◆ Exercise materials:
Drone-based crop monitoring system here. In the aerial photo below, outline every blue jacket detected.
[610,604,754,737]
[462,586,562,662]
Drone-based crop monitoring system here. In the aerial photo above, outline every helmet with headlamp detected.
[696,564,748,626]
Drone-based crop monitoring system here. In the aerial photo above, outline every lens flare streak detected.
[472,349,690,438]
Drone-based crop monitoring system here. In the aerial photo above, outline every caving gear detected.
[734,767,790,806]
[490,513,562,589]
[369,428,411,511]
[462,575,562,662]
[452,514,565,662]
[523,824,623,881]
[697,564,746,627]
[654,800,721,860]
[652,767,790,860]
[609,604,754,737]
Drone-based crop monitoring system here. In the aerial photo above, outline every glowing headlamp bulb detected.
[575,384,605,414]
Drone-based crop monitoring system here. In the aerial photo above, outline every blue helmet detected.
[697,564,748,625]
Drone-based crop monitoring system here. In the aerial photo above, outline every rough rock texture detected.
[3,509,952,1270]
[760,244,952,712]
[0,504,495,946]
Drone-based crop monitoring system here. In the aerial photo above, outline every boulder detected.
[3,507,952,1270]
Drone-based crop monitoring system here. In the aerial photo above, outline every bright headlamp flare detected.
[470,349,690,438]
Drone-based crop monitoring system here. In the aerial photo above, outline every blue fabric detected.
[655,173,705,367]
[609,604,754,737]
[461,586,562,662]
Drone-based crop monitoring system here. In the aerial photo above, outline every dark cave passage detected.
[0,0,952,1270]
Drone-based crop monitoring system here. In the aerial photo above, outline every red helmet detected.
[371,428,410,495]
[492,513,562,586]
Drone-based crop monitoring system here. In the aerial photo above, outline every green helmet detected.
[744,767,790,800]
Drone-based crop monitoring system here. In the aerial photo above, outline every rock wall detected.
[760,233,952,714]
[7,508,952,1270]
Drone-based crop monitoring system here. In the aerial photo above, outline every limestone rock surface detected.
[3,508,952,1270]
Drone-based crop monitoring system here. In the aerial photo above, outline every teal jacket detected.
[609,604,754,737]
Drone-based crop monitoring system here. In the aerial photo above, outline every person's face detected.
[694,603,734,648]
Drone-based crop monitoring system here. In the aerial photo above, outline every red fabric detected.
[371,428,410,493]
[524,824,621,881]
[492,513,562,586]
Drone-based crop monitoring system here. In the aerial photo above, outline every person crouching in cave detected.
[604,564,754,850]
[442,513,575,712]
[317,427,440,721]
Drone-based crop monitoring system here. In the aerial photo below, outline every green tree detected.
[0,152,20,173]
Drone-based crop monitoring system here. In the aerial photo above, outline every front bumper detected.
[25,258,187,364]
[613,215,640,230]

◆ Instructions for the task:
Rewrite all of the rows above, swapping "outline" for "draw a box around" everywhere it occurs and leaving everything else unchanged.

◆ Completed task:
Drone-based crop monitoring system here. In the aerial photo below, draw a box around every blue jacket detected.
[610,604,754,737]
[462,586,562,662]
Drone-based crop monitoring system here. In the aerial photo above, draw a box around every helmet with headlamp detected.
[696,564,748,626]
Drone-based crop monitoring system here. In the aerial photo above, draw a box around every lens flare streak detected.
[472,349,690,438]
Drone-based crop monitoring system here. In the aerial photo above, draw a box around every caving gear detected.
[734,767,790,806]
[490,513,562,589]
[369,428,411,511]
[462,575,562,662]
[452,514,565,662]
[523,824,623,881]
[697,564,746,627]
[654,800,721,860]
[652,767,790,860]
[609,604,754,737]
Drone-based crop monitoring system here. In the aerial photo above, draw a box around every glowing headlamp bulb detected.
[575,384,605,414]
Drone-based crop monitoring system here. In the aerial photo above, draw a box around every blue helmet detected.
[697,564,748,625]
Drone-based crop monitoring system here. In the aerial photo above, draw a box around every rough rock texture detected.
[3,509,952,1270]
[760,244,952,712]
[0,504,495,946]
Drone-based crop monitoring system here. In the aerial photo above, draw a box around every boulder detected.
[3,507,952,1270]
Drone-based crop monitoring system here. In the aerial photo above, draw a box around every bright headlamp flare detected.
[470,349,690,438]
Drone-based crop monitoring system here. In the aerial photo above, draw a box around every blue fabric detected.
[655,173,705,367]
[609,604,754,737]
[461,586,562,662]
Drone-based crop monitoring system here. In the aerial photo above, draw a box around every dark cave passage detected.
[0,0,952,1270]
Drone-based crop monitoring system here. In the aerial photo above, draw a box around every red helmet detected.
[371,428,410,495]
[492,513,562,586]
Drone-based crop monitoring system here. In the aerial photo above, draw a box around every green helmet detected.
[744,767,790,800]
Drone-based crop monitoring system here. In the aerial photo above, draw a box around every rock wall detected.
[760,233,952,714]
[7,508,952,1270]
Drone-based crop monitoring system here. In the aerial photo above, draw a box around every limestone rock surface detected.
[3,508,952,1270]
Drone-based crop monitoring system here. In the aerial photo above, draw a box around every teal jacket detected.
[609,604,754,737]
Drone-based crop monitoring system here. In the aerial photo above, draw a box around every person's face detected.
[694,603,734,648]
Drone-based crop monitoring system here. In the aerial photo above, draw a box around every red fabric detected.
[371,428,410,493]
[524,824,621,881]
[492,513,562,586]
Drone-based crop monitoring system here. In the aerial photo above, draw a box around every person crouching in cave detected.
[604,564,754,850]
[442,513,575,712]
[317,427,440,721]
Drone-based crop monitoring system here. In the aerial photo below, draw a box around every green tree detected.
[0,152,20,173]
Drone-based crop monitoring system here. In the aerial photo above, draw a box around every front bumper detected.
[25,258,187,364]
[613,215,640,230]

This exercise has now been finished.